### Source text
____________

The V.V. Vinogradov Russian Language Institute of the Russian Academy of Sciences (Институт русского языка имени В. В. Виноградова РАН) is the language regulator of the Russian language. It is based in Moscow and it is part of the Russian Academy of Sciences. It was founded in 1944 and is named after Viktor Vinogradov. In 1950 it was merged with the N.Ya.Marr Institute of Language and Mind and became the Institute of Linguistics of the Russian Academy of Sciences, but in 1958 it was re-established. Its activities include assessment of speech innovations in comparison to speech norms and codification of the language in Russian literature. Their output from these endeavors has included dictionaries, monographs, computer collections and databases, as well as a large historical Russian music library. They also provide a reference service of the Russian language. The Institute publishes thirteen academic journals. In addition, the Institute published 22 scholarly books in 2013 and 27 in 2012, with many more in previous years.

==Academic journals, yearbooks, and periodicals==
The Russian Language Institute publishes or co-publishes several academic journals and periodicals:

===The Russian Language in a Scientific Light===
The Russian Language in a Scientific Light (Russian: Русский язык в научном освещении) is a biannual peer-reviewed research journal co-published with the Languages of Slavic Cultures since 2001. The European Reference Index for the Humanities and Social Sciences (ERIH) approved the journal in 2011 according to ERIH criteria. The journal's page on the Russian Language Institute's website claims a category "B" ranking from ERIH. Issues of the journal that are at least two years old are available in full print from that same website.

===Russian Speech===
Russian Speech (Russian Русская речь) is a semimonthly popular science magazine of the Russian language, co-published with the Russian Cultural Foundation. Publication began in 1967 and continues to the present. Back issues are available free on the magazine's website.

=== Problems of Onomastics ===
Problems of Onomastics (alternatively Questions of Onomastics, Russian Вопросы ономастики) is a biannual peer-reviewed academic journal that covers onomastics. It has been co-published by the Ural University Press and the Russian Language Institute since 2004 and continues an eponymous periodical collection of articles, Problems of Onomastics, originally titled Problems of Toponomastics until 1972, edited in Sverdlovsk from 1962 to 1991. All issues from the previous incarnation and older back issues from the current Problems of Onomastics are available at the journal's website.

____________

### Entries
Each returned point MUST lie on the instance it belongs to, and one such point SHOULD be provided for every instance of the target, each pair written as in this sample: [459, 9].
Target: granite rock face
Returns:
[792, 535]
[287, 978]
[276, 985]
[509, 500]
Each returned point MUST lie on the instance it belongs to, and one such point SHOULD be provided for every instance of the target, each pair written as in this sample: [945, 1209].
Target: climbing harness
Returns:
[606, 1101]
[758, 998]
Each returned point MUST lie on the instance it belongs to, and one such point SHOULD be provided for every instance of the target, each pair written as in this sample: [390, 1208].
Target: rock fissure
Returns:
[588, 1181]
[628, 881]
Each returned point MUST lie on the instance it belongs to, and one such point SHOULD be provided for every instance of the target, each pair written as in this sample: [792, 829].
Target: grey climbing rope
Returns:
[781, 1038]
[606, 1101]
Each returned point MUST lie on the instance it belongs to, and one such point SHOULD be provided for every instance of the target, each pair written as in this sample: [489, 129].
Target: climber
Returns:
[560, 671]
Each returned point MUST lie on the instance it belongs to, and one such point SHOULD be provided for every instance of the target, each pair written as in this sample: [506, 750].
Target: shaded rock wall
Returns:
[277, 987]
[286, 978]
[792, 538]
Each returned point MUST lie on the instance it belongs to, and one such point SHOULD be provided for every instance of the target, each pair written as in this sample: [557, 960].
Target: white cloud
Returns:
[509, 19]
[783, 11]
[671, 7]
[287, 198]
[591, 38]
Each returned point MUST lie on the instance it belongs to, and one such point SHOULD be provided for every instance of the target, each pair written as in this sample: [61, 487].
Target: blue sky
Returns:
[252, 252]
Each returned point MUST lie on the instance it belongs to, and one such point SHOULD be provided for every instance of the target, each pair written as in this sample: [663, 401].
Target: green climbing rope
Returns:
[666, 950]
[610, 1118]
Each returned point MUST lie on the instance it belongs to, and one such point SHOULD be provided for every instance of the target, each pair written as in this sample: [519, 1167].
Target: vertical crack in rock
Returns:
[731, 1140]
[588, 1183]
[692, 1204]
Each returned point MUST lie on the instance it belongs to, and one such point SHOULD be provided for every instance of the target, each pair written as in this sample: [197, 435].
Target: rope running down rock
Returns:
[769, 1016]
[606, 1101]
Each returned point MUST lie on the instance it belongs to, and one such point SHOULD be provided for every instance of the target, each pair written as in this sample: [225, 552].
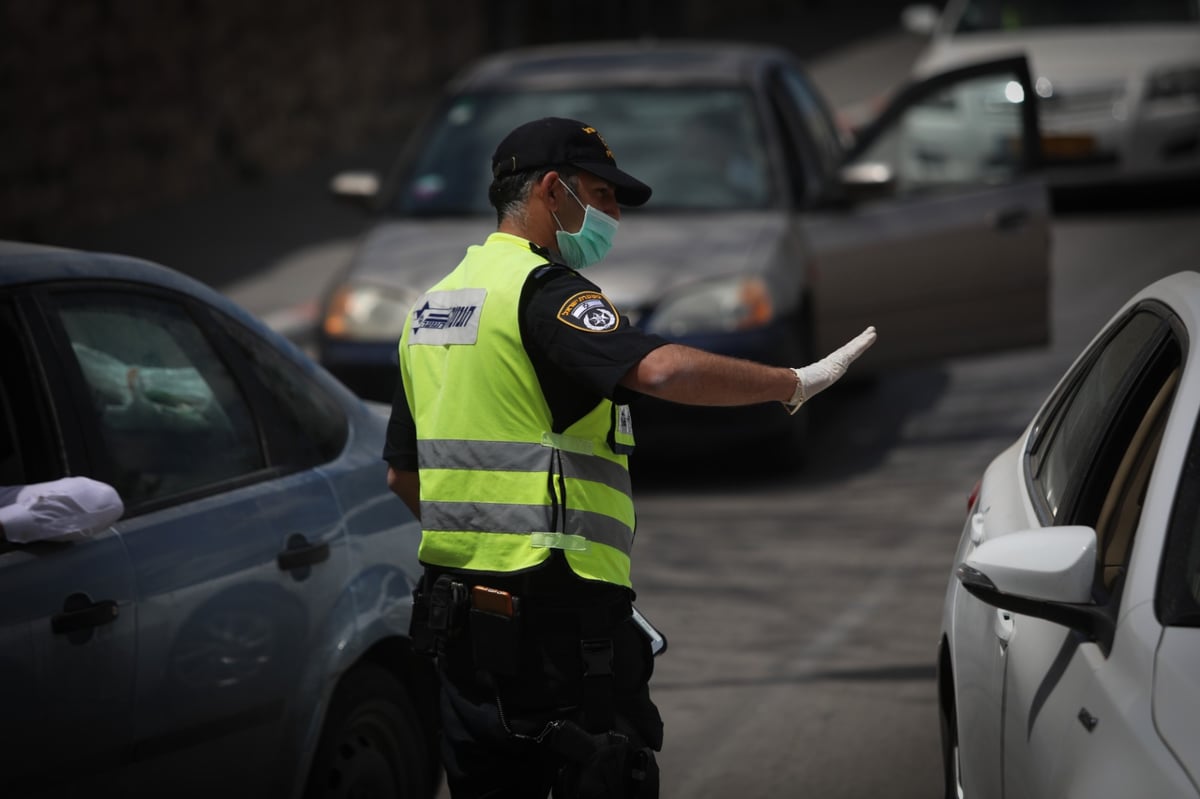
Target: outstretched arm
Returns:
[695, 377]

____________

### Problem details
Write the next part of the text on the Russian Language Institute, picking up right after its last sentence. The rows are not required for the work here.

### Reply to the exercise
===Problems of Linguistics===
Problems of Linguistics (Russian Вопросы языкознания) has been in publication as a semimonthly academic journal since 1952 by the Department of Historical and Philological Sciences and the Russian Language Institute of the Russian Academy of Sciences. According to the publisher's page, the journal is peer-reviewed and listed in the Russian Citation Index, SCOPUS, and "has the highest category [INT1] rating of the European Reference Index for the Humanities (ERIH)."

===Proceedings of the Russian Academy of Sciences. A Series of Literature and Language===
Proceedings of the Russian Academy of Sciences. A Series of Literature and Language (Russian Известия Российской Академии наук. Серия литературы и языка) was first published during Imperial Russia from 1852 through 1863, and then following a 33-year pause, publication was resumed in 1896 and continued uninterrupted throughout the revolutions of 1917, spanning the entire Soviet era. It continues to be published as of August, 2014, though the journal name has changed several times, as has the governing authority responsible for publication oversight. Beginning with volume 10, spanning the period of 1861 through 1863, all issues are available on the journal's website, scanned from the originals, through 1998, volume 7. Current issues can be accessed through the National Academy of Sciences "Russian Literature and Folklore" (ESF) online database.

====History of names of the journal====
1852-1863 Proceedings of the Imperial Academy of Sciences in the Department of Russian Language and Literature
1896-1916 Proceedings of the Department of Russian Language and Literature of the Imperial Academy of Sciences
1917-1927 Proceedings of the Department of Russian Language and Literature of the Russian Academy of Sciences
1928-1930 Proceedings of the Russian language and literature
1928-1938 Proceedings of the Academy of Sciences of the USSR. Department of Social Sciences
1940-1963 Proceedings of the Academy of Sciences of the USSR. Department of Literature and Language
1963-1991 Proceedings of the Academy of Sciences of the USSR. A series of literature and language
1992 -... Proceedings of the Russian Academy of Sciences. A series of literature and language

===Etymology===
Etymology (Russian Этимология) is a yearbook representing the body of articles published on the website etymolog.ruslang.ru, a website belonging to the publisher.

===The Slavic Linguistic Atlas===
The Slavic Linguistic Atlas (Russian Общеславянский лингвистический атлас) represents ongoing work, beginning in 1958, with several periodic progress reports being issued over the following decades. The Atlas is an ongoing publication, with continuous updates, issued in two series: the first covers vocabulary, word-formation, and semantics, while the second covers grammar, phonetics and phonology. Updates are issued as books and monographs as research dictates. All materials are available online at the publisher's website.

===Linguistic Chronology and History of the Russian language===
Linguistic Chronology and History of the Russian language (Russian Лингвистическое источниковедение и история русского языка) is a research journal, issued every one to three years, beginning in 2000. Fourteen antecedent issues had been issued under various names during the Soviet era, from 1963 through 1991. All issues are available online at the publisher's website.

===Other yearbooks and periodicals===
- Problems of Phonetics (Проблемы фонетики)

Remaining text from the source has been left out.